- _CHALLENGE_:
Convert the data below into a two-column CSV with the header text,boxes. Give one row for each line that begins with "Identify": put that line in one quoted field and all the bounding boxes listed after it in a second quoted field, with line breaks replaced by spaces, and leave out the picture markers.

- _TASK INPUT_:
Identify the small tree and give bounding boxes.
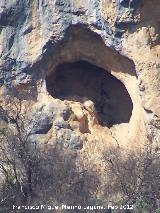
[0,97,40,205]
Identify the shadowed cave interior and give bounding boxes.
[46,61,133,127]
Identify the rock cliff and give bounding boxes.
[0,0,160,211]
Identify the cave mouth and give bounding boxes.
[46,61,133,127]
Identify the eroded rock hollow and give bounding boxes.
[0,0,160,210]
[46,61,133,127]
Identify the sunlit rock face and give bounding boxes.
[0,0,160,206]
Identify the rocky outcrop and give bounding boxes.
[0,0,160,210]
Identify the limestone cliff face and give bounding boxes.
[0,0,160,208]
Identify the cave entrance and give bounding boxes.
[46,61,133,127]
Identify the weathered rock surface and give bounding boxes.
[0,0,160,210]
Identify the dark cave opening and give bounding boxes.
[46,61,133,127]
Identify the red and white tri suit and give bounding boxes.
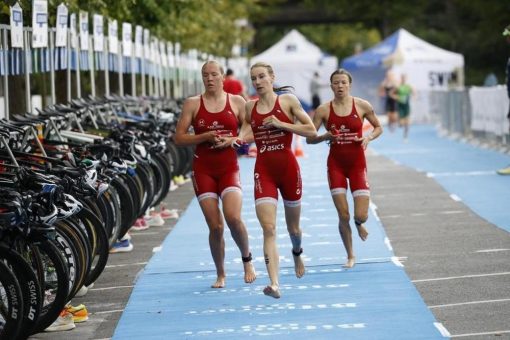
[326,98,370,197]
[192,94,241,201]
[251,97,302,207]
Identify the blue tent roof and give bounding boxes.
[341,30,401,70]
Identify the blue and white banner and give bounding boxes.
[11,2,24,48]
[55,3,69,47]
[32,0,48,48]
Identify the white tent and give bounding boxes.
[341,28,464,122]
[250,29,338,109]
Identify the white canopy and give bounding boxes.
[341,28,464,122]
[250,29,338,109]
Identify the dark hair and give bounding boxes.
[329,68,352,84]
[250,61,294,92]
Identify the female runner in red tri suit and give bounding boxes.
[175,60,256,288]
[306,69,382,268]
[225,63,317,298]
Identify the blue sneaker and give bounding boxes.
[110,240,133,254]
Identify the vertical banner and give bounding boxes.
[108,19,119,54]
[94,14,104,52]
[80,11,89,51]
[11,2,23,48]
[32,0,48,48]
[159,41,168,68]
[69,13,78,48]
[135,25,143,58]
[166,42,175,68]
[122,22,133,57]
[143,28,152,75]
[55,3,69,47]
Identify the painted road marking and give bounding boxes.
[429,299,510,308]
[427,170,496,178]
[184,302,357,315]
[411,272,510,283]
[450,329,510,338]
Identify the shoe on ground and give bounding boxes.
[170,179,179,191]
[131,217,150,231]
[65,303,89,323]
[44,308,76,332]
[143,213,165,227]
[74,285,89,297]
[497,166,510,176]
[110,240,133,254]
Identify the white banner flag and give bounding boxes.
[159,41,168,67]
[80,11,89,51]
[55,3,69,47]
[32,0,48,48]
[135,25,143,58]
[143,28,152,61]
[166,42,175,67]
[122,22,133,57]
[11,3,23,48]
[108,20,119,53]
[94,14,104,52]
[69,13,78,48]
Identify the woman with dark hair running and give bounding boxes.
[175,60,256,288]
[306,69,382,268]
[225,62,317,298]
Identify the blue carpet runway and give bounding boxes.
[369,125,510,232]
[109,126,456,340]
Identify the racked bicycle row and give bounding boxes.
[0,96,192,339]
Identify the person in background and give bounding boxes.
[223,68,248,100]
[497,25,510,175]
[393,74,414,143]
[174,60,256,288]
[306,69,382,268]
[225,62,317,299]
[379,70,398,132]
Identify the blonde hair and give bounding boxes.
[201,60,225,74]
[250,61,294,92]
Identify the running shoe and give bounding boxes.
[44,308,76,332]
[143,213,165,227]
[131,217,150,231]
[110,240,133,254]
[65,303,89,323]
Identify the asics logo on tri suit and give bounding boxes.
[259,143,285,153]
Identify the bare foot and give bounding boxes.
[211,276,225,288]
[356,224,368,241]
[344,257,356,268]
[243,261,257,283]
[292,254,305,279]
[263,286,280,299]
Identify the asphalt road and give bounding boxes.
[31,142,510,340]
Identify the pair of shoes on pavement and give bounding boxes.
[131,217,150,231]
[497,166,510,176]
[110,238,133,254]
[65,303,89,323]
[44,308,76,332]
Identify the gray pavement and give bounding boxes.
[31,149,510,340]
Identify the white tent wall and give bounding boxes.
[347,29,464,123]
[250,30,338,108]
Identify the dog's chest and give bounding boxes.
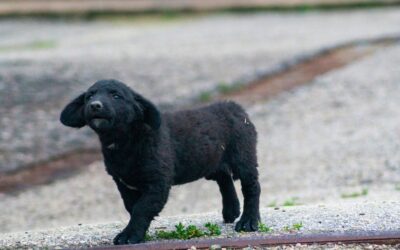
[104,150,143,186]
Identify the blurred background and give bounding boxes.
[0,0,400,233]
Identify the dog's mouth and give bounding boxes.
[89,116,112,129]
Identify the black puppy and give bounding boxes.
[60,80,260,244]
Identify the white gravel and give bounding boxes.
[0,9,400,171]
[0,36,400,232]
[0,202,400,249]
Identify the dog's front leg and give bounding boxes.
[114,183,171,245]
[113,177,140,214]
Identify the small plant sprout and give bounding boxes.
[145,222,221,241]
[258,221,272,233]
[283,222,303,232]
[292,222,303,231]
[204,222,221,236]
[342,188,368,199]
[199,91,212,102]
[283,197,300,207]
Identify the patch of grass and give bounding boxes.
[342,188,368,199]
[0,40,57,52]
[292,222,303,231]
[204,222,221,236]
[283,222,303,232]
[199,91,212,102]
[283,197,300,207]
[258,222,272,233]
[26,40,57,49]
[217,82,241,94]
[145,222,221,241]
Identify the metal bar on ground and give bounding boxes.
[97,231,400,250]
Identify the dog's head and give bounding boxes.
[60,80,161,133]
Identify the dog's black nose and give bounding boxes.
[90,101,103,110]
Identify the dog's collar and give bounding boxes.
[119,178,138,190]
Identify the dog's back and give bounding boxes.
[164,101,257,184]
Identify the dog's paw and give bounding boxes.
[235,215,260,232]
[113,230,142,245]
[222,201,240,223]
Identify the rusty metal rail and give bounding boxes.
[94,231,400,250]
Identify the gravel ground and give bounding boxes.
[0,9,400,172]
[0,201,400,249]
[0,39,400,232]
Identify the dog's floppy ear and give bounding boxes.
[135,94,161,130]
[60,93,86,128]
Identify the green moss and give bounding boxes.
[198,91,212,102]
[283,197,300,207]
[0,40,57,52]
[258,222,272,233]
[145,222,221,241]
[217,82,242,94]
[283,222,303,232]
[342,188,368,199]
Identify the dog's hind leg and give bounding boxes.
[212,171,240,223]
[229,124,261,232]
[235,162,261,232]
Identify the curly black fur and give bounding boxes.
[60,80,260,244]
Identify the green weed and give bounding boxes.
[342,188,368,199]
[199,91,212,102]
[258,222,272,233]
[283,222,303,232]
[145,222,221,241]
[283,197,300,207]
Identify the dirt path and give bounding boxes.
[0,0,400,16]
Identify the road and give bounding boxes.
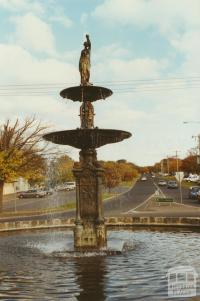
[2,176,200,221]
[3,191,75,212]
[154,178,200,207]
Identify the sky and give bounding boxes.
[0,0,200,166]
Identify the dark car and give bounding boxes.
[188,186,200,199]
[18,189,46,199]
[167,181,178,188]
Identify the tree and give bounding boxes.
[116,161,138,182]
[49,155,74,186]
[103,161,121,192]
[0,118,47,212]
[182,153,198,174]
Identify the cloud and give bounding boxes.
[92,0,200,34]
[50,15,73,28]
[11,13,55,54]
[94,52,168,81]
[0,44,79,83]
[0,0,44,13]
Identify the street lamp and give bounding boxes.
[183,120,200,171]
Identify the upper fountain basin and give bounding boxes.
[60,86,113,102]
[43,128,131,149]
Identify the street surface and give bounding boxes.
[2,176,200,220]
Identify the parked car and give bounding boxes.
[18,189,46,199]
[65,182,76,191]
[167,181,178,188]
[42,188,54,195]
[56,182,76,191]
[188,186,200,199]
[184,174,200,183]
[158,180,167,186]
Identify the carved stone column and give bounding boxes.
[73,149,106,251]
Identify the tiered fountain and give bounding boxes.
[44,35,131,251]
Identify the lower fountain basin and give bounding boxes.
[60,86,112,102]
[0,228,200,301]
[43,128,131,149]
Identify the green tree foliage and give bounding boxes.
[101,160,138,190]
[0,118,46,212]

- _WRITTEN SOLUTION_:
text,boxes
"Identify the small tree and give bounding boxes.","[0,97,40,205]"
"Identify the shadowed cave interior and give bounding boxes.","[46,61,133,127]"
"Identify the rock cliff and give bounding boxes.","[0,0,160,211]"
"Identify the cave mouth and give bounding boxes.","[46,61,133,127]"
"Identify the eroded rock hollow and give bounding boxes.","[0,0,160,210] [46,61,133,127]"
"Identify the sunlit rock face and give bounding boxes.","[0,0,160,206]"
"Identify the rocky outcrop and give bounding boxes.","[0,0,160,210]"
"Identify the limestone cliff face and give bounding boxes.","[0,0,160,208]"
"Identify the cave entrance and give bounding boxes.","[46,61,133,127]"
"Identify the weathered rock surface and give bounding boxes.","[0,0,160,210]"
"Identify the dark cave opening and give bounding boxes.","[46,61,133,127]"
"Identify the red and white tri suit and give bounding boxes.","[326,98,370,197] [192,94,241,201] [251,97,302,207]"
"Identify the blue tent roof and give bounding boxes.","[341,30,401,70]"
"Identify the blue and white banner and give bounding boxes.","[11,2,24,48] [55,3,69,47] [32,0,48,48]"
"Identify the white tent and give bounding boxes.","[341,28,464,122] [250,29,338,109]"
"Identify the white canopy and give bounding boxes.","[341,28,464,122] [250,29,338,109]"
"Identify the dark hair and give bounding boxes.","[329,68,352,84] [250,61,294,92]"
"Identify the female runner in red tri suit and give bounding boxes.","[175,60,256,288] [306,69,382,268] [225,63,317,298]"
"Identify the blue sneaker and give bounding boxes.","[110,240,133,254]"
"Identify the vertical banner and give bounding boxes.","[108,19,119,54] [94,14,104,52] [80,11,89,51] [11,2,23,48] [32,0,48,48] [159,41,168,68] [69,13,78,48] [135,25,143,58] [166,42,175,68] [122,22,133,57] [143,28,152,75] [55,3,69,47]"
"Identify the painted road marking and give bounding boxes.","[429,299,510,308] [427,170,496,178] [184,302,357,315] [411,272,510,283] [450,329,510,338]"
"Identify the shoe on ground and give bounding boxes.","[170,179,179,191] [131,217,150,231] [65,303,89,323] [44,308,76,332] [143,213,165,227] [74,285,89,297] [497,166,510,176] [110,240,133,254]"
"Identify the white banner flag and give bounding boxes.","[159,41,168,67] [80,11,89,51] [55,3,69,47] [32,0,48,48] [135,25,143,58] [143,28,152,61] [166,42,175,67] [122,22,133,57] [11,3,23,48] [108,20,119,53] [94,14,104,52] [69,13,78,48]"
"Identify the woman with dark hair running and give bounding boxes.","[175,60,256,288] [306,69,382,268] [225,62,317,298]"
"Identify the blue carpet runway and give bounding boxes.","[369,125,510,232] [109,126,456,340]"
"Identify the racked bicycle row and give bounding boxes.","[0,96,192,339]"
"Identify the person in background and give bounding boxes.","[223,68,248,100] [497,25,510,175] [393,74,414,143] [174,60,256,288] [306,69,382,268] [225,62,317,299] [379,70,398,132]"
"Identify the blonde hair and give bounding boxes.","[201,60,225,74] [250,61,294,92]"
"Identify the running shoe and give bounding boxes.","[44,308,76,332] [143,213,165,227] [131,217,150,231] [110,240,133,254] [65,303,89,323]"
"Identify the asics logo on tri suit and give bounding boxes.","[259,143,285,153]"
"Identify the bare foot and give bounding boxes.","[211,276,225,288] [356,224,368,241] [344,257,356,268] [243,261,257,283] [292,254,305,279] [263,286,280,299]"
"Identify the asphalt road and give bounding boxes.","[31,142,510,340]"
"Identify the pair of shoes on pavement and give bounding boxes.","[131,217,150,231] [497,166,510,176] [110,238,133,254] [65,303,89,323] [44,308,76,332]"
"Identify the gray pavement and give bounding boxes.","[31,149,510,340]"
"Identify the white tent wall and give bounding boxes.","[347,29,464,123] [250,30,338,108]"
"Identify the dog's chest and give bounding boxes.","[104,150,143,186]"
"Identify the blurred background and give bounding boxes.","[0,0,400,233]"
"Identify the dog's mouth and give bounding boxes.","[89,116,112,129]"
"Identify the black puppy and give bounding boxes.","[60,80,260,244]"
"Identify the white gravel and give bounding boxes.","[0,9,400,171] [0,36,400,232] [0,202,400,249]"
"Identify the dog's front leg and give bounding boxes.","[114,183,171,245] [113,177,140,214]"
"Identify the small plant sprout and give bounding boxes.","[145,222,221,241] [258,221,272,233] [283,222,303,232] [292,222,303,231] [204,222,221,236] [342,188,368,199] [199,91,212,102] [283,197,300,207]"
"Identify the patch of grass and give bounding boxes.","[342,188,368,199] [0,40,57,52] [292,222,303,231] [204,222,221,236] [283,222,303,232] [199,91,212,102] [283,197,300,207] [258,222,272,233] [26,40,57,49] [217,82,241,94] [145,222,221,241]"
"Identify the metal bar on ground and give bounding boxes.","[97,231,400,250]"
"Identify the dog's head and give bounding boxes.","[60,80,161,133]"
"Identify the dog's black nose and give bounding boxes.","[90,101,103,110]"
"Identify the dog's collar and give bounding boxes.","[119,178,138,190]"
"Identify the dog's back and give bounding boxes.","[164,101,257,184]"
"Identify the dog's paw and give bounding boxes.","[235,215,260,232] [113,230,142,245] [222,201,240,223]"
"Identify the rusty metal rail and give bounding boxes.","[94,231,400,250]"
"Identify the gravel ground and give bounding boxes.","[0,9,400,172] [0,201,400,249] [0,39,400,232]"
"Identify the dog's floppy ear and give bounding boxes.","[135,94,161,130] [60,93,86,128]"
"Identify the green moss and give bounding boxes.","[198,91,212,102] [283,197,300,207] [0,40,57,52] [258,222,272,233] [145,222,221,241] [217,82,242,94] [283,222,303,232] [342,188,368,199]"
"Identify the dog's hind leg and give bounding boxes.","[212,171,240,223] [229,124,261,232] [235,162,261,232]"
"Identify the curly black fur and give bounding boxes.","[60,80,260,244]"
"Identify the green weed and give bounding boxes.","[342,188,368,199] [199,91,212,102] [258,222,272,233] [283,222,303,232] [145,222,221,241] [283,197,300,207]"
"Identify the dirt path and give bounding boxes.","[0,0,400,16]"
"Identify the road and give bounding boxes.","[2,176,200,221] [3,191,75,212] [154,178,200,207]"
"Identify the sky and give bounding boxes.","[0,0,200,166]"
"Identify the dark car and give bounding boxes.","[188,186,200,199] [18,189,46,199] [167,181,178,188]"
"Identify the tree and give bounding boxes.","[116,161,138,182] [49,155,74,186] [103,161,121,192] [0,118,47,212] [182,153,198,174]"
"Identify the cloud and give bounding boxes.","[92,0,200,34] [50,15,73,28] [11,13,55,54] [94,52,168,81] [0,44,79,83] [0,0,44,13]"
"Identify the street lamp and give bounding boxes.","[183,120,200,171]"
"Identify the upper fountain basin and give bounding boxes.","[60,86,113,102] [43,128,131,149]"
"Identify the street surface and give bounding boxes.","[2,176,200,220]"
"Identify the parked car and give bounding boxes.","[18,189,46,199] [65,182,76,191] [167,181,178,188] [42,188,54,195] [56,182,76,191] [188,186,200,199] [184,174,200,183] [158,180,167,186]"
"Identify the carved stone column and give bounding boxes.","[73,149,106,251]"
"Identify the tiered fountain and give bounding boxes.","[44,35,131,251]"
"Identify the lower fountain basin and give bounding boxes.","[60,86,112,102] [0,228,200,301] [43,128,131,149]"
"Identify the green tree foliage and give bounding boxes.","[101,160,138,190] [0,118,46,212]"